PROVIDED TEXT:

== Segment start ==

Une citation sur une vue de Créole

J’ai trouvée une citation d’une linguiste Algérien qui s’appelle Alain Bentolila. Il est auteur d’une vingtaine d’ouvrages concernant l’illettrisme des jeunes et l’apprentissage de la lecture et du langage chez l’enfant. Il remarque de les langages français et créole en Haiti…

“Whether we like it or not, one and the other language is a historical part of the Haitian national patrimony. In spite of its minor standing, Creole is one of the traits that fines the Haitian nation and is experiences by each Haitian as a component of his identity. Although issuing from the slave period, Creole in Haiti is not soiled with the vice of servitude, because the struggle for independence gave it a national significance as the language of a people who liberated itself with arms in its hands and Creole in its mouth.”

Après avoir appris l’histoire d’Haiti et son révolution, je peux mieux comprendre ce qu’il veux expliquer de l’independence et les esclaves en Haiti. Mais, je ne suis sûre qu’il ait raison en disant que la langue de Creole n’est pas connecté á la servitude.

Haitian immigration

My roommate is doing her senior thesis on immigration detention in the US and a lot of her research has been on Haitian immigration. So, I asked her for some more information.

As Prof. Dubois mentioned in class, Haitians don’t get asylum in the US. About 5% of Haitian immigrants receive asylum. Between 1981 and 1999, 22940 Haitians were intercepted by the Coast Guard and only 9 were even considered qualified for asylum. When Haitians arrive they are put in detention centers, like Krome or Guantanamo, as Prof. Dubois said. Legal precedents say that they can’t be detained longer than six months but there are a ton of loop holes and most are detained for several years. Detention is not considered punishment, and they are not considered criminals so they do not have right to a lawyer. Most go to their asylum hearings without representation.

The Attorney General under Regan was quoted saying, “Detention of aliens seeking asylum was necessary to discourage people like the Haitians from setting sail in the first place.”

== Segment end ==

MATERIAL SHOWN:

== Segment start ==

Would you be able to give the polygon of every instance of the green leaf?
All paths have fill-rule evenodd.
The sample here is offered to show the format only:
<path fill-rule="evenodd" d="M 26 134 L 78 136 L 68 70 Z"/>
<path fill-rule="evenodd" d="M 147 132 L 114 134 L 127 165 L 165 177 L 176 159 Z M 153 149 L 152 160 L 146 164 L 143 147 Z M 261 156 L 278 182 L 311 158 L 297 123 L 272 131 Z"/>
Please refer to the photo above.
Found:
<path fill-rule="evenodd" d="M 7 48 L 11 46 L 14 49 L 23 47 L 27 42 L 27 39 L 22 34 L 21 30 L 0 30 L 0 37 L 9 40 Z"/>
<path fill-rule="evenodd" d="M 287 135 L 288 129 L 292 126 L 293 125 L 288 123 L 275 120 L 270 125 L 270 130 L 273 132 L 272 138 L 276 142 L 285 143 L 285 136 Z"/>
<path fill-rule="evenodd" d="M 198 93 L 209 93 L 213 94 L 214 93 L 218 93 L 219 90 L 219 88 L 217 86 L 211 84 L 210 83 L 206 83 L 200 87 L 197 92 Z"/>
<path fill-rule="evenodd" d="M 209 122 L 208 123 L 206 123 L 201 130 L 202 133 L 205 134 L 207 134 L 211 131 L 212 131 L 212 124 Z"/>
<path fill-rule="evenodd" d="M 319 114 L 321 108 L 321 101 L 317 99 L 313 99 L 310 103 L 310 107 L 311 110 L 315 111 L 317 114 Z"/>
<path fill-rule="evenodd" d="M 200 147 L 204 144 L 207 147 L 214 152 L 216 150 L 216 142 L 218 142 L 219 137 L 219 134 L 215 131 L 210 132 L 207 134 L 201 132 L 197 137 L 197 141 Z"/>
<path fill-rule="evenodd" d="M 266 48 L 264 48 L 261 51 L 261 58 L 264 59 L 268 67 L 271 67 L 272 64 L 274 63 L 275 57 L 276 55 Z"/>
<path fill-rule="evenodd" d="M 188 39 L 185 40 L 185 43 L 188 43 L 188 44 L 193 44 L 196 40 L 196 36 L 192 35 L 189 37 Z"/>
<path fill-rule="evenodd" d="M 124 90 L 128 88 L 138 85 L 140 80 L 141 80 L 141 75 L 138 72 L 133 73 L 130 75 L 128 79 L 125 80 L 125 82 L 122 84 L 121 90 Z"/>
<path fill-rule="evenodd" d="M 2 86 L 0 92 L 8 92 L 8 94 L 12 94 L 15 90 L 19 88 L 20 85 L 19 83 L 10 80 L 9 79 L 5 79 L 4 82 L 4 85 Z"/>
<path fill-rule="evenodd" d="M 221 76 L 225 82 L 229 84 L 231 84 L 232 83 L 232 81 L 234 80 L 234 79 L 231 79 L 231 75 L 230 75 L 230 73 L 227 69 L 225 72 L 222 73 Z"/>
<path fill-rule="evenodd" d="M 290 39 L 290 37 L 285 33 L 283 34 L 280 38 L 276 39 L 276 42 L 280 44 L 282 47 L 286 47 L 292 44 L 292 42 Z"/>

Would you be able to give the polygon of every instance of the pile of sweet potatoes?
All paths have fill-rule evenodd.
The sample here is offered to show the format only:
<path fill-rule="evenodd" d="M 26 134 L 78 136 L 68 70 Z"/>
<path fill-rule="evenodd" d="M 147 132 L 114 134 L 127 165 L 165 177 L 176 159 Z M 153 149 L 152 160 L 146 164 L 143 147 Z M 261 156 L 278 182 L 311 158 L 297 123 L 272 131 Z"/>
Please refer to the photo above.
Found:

== Segment end ==

QUESTIONS TO ANSWER:
- 1) Answer these questions about the text on Haiti:
(a) How many Haitians did the Coast Guard intercept between 1981 and 1999?
(b) According to the quotation, what did the struggle for independence give Creole?
(c) Which two detention centers are named as places where arriving Haitians are held?
- 2) Print the portion of the text on Haiti starting at "As Prof. Dubois mentioned" and ending at "hearings without representation.".
- 3) Write what follows the last sentence of the text on Haiti.

WRITTEN RESPONSES:
- 1)
(a) 22,940.
(b) A national significance.
(c) Krome and Guantanamo.

- 2)
As Prof. Dubois mentioned in class, Haitians don’t get asylum in the US. About 5% of Haitian immigrants receive asylum. Between 1981 and 1999, 22940 Haitians were intercepted by the Coast Guard and only 9 were even considered qualified for asylum. When Haitians arrive they are put in detention centers, like Krome or Guantanamo, as Prof. Dubois said. Legal precedents say that they can’t be detained longer than six months but there are a ton of loop holes and most are detained for several years. Detention is not considered punishment, and they are not considered criminals so they do not have right to a lawyer. Most go to their asylum hearings without representation.

- 3)
My roommate told me this anecdote a few years ago. In 2004, Joseph Dantica a former minister in Haiti and his son came to the United States. Gang members had taken over his village and accused him of conspiring with the police. He came to the US where his niece, a prominent Haitian-American author lives. At customs, when asked why he was here, he said he was seeking asylum and was immediately detained. Had he said he was visiting and then stayed illegally, he probably would have been okay. Dantica got seriously ill while in detention and needed medication. The staff thought he was faking it and didn’t do anything. By the time they actually took him to a hospital, he died.  (http://www.indybay.org/newsitems/2004/11/16/17056231.php)

Another interesting point to that story is that Dantica flew into the United States. The 80s created this image of Haitians trying to get to Florida in boats. According to my roommate, many immigrants now come by plane. All airports are borders now.

Something else Prof. Dubois mentioned was the difference in treatment the Haitians get from the Cubans. Cubans are considered political refugees. Haitians consider themselves refugees, but technical name given to them by the government is economic migrants. Whether or not it is due to the favorable treatment they have received, Cubans have become very successful in the United States. Miami’s last five mayors have been Cuban and Florida now has a Cuban senator. This partly fuels the image that Cubans are good upright citizens and the stereotype that Haitian immigrants will end up on welfare and cost the government money. Since Cubans have attained as much power as they have, policy will likely remain favorable to Cubans and less favorable to Haitians.

My roommate is also from South Florida, where there are large Haitian and Cuban communities. She said that in South Florida you have examples of successful Cuban immigrants. You learn about Cuban refugees in elementary school and they come as guest speakers. Cubans are traditionally held in a sympathetic light. However, Haitians are viewed in a much more criminal light.  Since the earthquake this has changed a little bit, as people are beginning to view Haitians as victims.